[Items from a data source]
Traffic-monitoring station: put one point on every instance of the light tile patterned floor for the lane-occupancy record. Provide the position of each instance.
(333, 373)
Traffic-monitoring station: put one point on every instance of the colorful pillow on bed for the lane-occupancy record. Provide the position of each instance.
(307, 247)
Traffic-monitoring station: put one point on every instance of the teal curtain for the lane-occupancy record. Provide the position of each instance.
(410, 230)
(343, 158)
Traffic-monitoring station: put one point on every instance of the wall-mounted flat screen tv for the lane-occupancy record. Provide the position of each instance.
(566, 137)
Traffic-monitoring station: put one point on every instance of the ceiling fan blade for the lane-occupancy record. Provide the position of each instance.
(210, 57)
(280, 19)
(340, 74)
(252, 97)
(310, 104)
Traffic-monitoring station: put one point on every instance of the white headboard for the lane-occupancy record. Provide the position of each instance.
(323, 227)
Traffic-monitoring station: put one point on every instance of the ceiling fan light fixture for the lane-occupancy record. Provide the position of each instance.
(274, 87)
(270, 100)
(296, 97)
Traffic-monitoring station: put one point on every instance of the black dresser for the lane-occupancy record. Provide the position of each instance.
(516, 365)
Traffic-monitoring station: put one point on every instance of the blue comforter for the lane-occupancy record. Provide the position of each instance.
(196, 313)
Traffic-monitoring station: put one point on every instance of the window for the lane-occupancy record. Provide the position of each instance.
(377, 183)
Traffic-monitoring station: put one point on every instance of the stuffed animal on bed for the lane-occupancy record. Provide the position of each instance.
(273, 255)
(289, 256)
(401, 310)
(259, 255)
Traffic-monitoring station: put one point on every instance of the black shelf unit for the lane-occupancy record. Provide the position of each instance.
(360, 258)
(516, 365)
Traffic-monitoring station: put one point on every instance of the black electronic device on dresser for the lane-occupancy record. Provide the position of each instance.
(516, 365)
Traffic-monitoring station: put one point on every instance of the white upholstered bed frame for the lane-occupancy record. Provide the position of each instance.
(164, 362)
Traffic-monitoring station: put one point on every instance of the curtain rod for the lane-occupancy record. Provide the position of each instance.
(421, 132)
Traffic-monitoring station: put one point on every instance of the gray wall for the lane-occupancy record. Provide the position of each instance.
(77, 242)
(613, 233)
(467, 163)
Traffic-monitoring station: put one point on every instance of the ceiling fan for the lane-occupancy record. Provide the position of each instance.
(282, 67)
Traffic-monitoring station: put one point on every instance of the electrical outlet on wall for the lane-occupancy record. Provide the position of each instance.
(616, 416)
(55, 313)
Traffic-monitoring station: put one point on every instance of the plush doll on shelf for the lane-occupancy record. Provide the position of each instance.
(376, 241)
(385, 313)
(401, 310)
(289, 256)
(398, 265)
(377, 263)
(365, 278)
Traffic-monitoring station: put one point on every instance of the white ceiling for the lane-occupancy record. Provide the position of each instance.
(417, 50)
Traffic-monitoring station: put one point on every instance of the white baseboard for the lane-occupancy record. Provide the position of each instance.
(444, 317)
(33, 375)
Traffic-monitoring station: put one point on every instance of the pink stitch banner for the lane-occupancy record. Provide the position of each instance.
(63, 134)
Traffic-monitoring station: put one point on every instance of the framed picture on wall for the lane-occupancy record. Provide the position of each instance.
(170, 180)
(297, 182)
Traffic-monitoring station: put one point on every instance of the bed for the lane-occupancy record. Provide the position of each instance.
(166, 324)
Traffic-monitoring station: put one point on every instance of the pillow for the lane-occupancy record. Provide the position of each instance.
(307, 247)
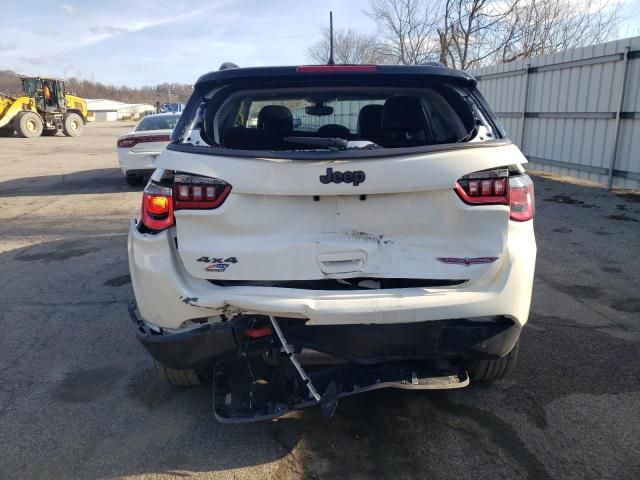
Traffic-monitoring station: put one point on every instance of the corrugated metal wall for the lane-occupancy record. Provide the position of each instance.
(564, 112)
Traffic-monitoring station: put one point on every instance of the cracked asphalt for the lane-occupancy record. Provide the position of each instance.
(79, 397)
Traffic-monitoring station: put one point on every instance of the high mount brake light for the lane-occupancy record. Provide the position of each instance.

**Exercise goal**
The copy should hold exactly the lines from the line containing "of the plush" through the end of the data, both ends included, and no pictures.

**Expected answer**
Traffic-monitoring station: put one point on every instance of the plush doll on shelf for the lane-occupancy record. Provide the position of each instance.
(376, 241)
(385, 313)
(401, 310)
(289, 256)
(398, 265)
(377, 263)
(365, 278)
Traffic-monitoring station: put one point on every instance of the white ceiling for the lane-occupancy record. Provide the position of each instance.
(417, 50)
Traffic-monitoring station: put one point on every instance of the white baseboard for the lane-occupancy record. Provide the position of each instance.
(444, 317)
(33, 375)
Traffic-monitoring station: put one point on every instance of the pink stitch banner for the lane-occupancy record. Provide the position of each instance.
(63, 134)
Traffic-monitoring station: put one point on every instance of the framed picture on wall for the lane-occupancy record. Provide the position of each instance.
(170, 180)
(297, 182)
Traffic-monitoring station: put one point on every instance of the bed for the lane-occupancy record. Provide the position of each instance.
(166, 324)
Traffic-monitoring station: put one point on every instance of the pillow for the lane-occupancy record. Provide the position of each instance.
(307, 247)
Traffic-monitoring station: put one point on every instance of the corrugated metal wall for the lane-occupancy record. Provide the position of each instance.
(564, 112)
Traffic-monitoring station: put one point on every instance of the cracked asphalt for the lane-occupancy record. Provide the position of each instance.
(79, 397)
Traffic-monitoring station: put one point on every instance of the high mount brake light for the lane-occupancy record. Provide the position of each instance.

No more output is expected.